→ **OBJETIVO DECLARADO A**:
Quais linhas dos registros abaixo contêm a palavra "wooden"? Selecione e copie cada uma delas, levando em conta maiúsculas e minúsculas.

→ **TEXTO DA PÁGINA**:

Guiné 63/74 - P14823: Memória dos lugares (299): O Rio Geba e o "barco turra", a caminho de Bissau, no dia em que o homem chegou à lua (20 de julho de 1969) (Valdemar Queiroz, ex-fur mil, CART 2479 /CART 11, Contuboel, Nova Lamego, Canquelifá, Paunca, Guiro Iero Bocari, 1969/70)



Guiné > Zona leste > Região de Bafatá > Contuboel > 1969 > CART 2479 / CART 11 (1969/70) > 20 de julho de 1969 > Efeméride: no dia que o homem chegou à Lua, eu descia o rio Geba (Bambadinca-Bissau, com passagem no célebre Mato Cão e depois na não menos temível Ponta Varela, a seguir ao Xime)...

Era um barco fretado para levar material usado da tropa. Estivemos parados várias horas: primeiro por causa da maré, depois devido a avaria no motor do barco só resolvido (desenrascado) com uma peça sacada dum carro que seguia no barco para sucata. 

Viagem inesquecível, até ao fim da minha vida!



Guiné > Zona leste > Região de Bafatá > Contuboel &gt > CART 2479 / CART 11 (1969/70) > 20 de julho de 1969, dia em que o homem chegou à lua... O Valdemar vai a caminho de Bissau, num barco civil, daqueles a que chamávamos, depreciativamente, "barco turra"...

→ **LISTA DE DADOS**:
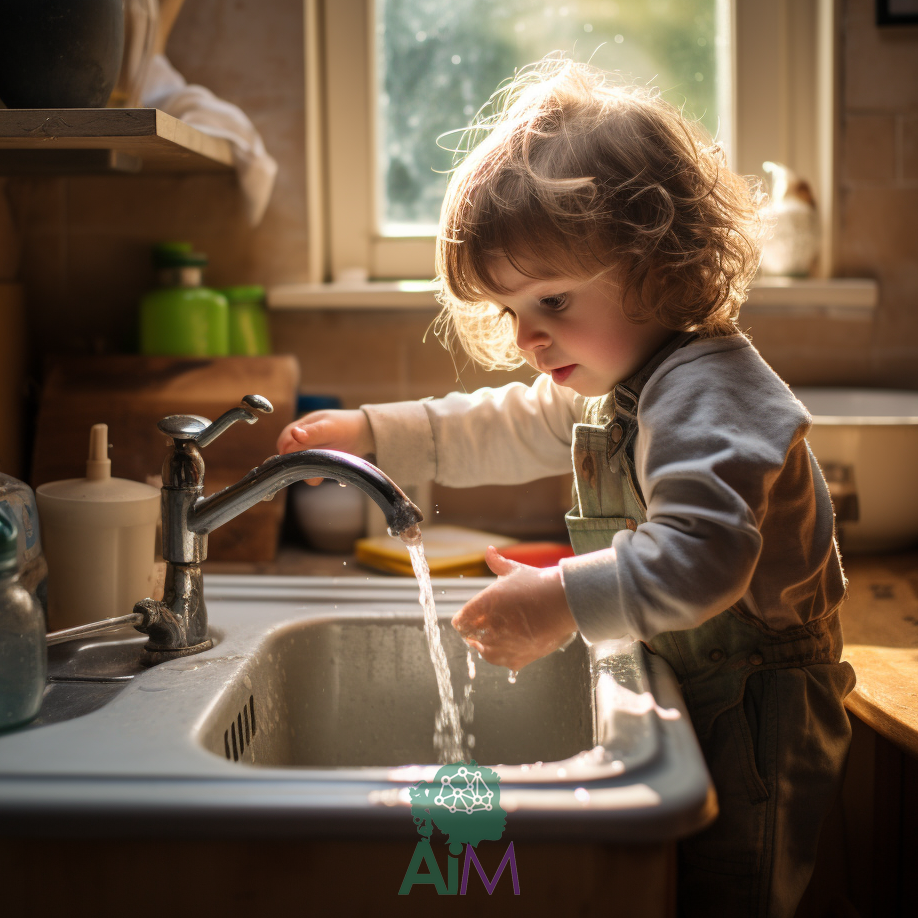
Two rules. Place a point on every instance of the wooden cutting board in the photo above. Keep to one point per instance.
(131, 394)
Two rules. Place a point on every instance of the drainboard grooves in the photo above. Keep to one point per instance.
(245, 717)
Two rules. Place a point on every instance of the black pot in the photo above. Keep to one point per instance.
(59, 53)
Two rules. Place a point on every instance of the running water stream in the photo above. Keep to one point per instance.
(449, 740)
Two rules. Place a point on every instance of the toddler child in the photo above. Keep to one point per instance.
(597, 234)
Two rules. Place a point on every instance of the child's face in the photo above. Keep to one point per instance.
(575, 329)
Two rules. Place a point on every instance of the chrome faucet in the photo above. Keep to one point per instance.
(177, 626)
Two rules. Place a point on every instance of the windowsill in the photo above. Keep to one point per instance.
(839, 298)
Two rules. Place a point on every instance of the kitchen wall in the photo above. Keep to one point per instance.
(85, 241)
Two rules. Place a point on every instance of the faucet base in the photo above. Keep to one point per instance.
(153, 655)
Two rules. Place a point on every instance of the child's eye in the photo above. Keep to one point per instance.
(554, 302)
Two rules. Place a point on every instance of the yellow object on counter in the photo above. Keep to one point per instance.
(451, 551)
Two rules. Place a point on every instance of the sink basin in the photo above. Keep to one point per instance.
(314, 714)
(356, 692)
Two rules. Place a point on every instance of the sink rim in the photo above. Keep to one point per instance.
(111, 768)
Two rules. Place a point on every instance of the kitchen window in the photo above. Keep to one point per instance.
(386, 77)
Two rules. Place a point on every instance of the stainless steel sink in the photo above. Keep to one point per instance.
(357, 692)
(314, 711)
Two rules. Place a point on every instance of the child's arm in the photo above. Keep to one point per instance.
(518, 619)
(348, 431)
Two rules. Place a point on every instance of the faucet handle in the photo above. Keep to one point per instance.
(243, 412)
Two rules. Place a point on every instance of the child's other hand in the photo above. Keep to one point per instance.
(522, 617)
(348, 431)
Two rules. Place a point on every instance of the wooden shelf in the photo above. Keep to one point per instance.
(105, 140)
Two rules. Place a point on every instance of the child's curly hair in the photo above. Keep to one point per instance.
(581, 175)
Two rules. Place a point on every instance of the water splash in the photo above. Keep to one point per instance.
(448, 734)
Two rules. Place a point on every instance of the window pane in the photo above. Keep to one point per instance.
(438, 61)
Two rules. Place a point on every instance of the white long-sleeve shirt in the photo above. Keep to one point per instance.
(738, 512)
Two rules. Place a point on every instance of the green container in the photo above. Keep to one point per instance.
(183, 318)
(248, 321)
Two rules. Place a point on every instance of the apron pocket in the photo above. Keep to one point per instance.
(595, 533)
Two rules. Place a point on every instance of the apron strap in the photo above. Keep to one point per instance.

→ **OBJETIVO DECLARADO B**:
Transcreva na íntegra, sem nenhuma alteração, o texto sobre a viagem pelo rio Geba.

→ **RESPOSTA À TAREFA A**:
Two rules. Place a point on every instance of the wooden cutting board in the photo above. Keep to one point per instance.
Two rules. Place a point on every instance of the wooden shelf in the photo above. Keep to one point per instance.

→ **RESPOSTA À TAREFA B**:
Guiné 63/74 - P14823: Memória dos lugares (299): O Rio Geba e o "barco turra", a caminho de Bissau, no dia em que o homem chegou à lua (20 de julho de 1969) (Valdemar Queiroz, ex-fur mil, CART 2479 /CART 11, Contuboel, Nova Lamego, Canquelifá, Paunca, Guiro Iero Bocari, 1969/70)



Guiné > Zona leste > Região de Bafatá > Contuboel > 1969 > CART 2479 / CART 11 (1969/70) > 20 de julho de 1969 > Efeméride: no dia que o homem chegou à Lua, eu descia o rio Geba (Bambadinca-Bissau, com passagem no célebre Mato Cão e depois na não menos temível Ponta Varela, a seguir ao Xime)...

Era um barco fretado para levar material usado da tropa. Estivemos parados várias horas: primeiro por causa da maré, depois devido a avaria no motor do barco só resolvido (desenrascado) com uma peça sacada dum carro que seguia no barco para sucata. 

Viagem inesquecível, até ao fim da minha vida!



Guiné > Zona leste > Região de Bafatá > Contuboel &gt > CART 2479 / CART 11 (1969/70) > 20 de julho de 1969, dia em que o homem chegou à lua... O Valdemar vai a caminho de Bissau, num barco civil, daqueles a que chamávamos, depreciativamente, "barco turra"...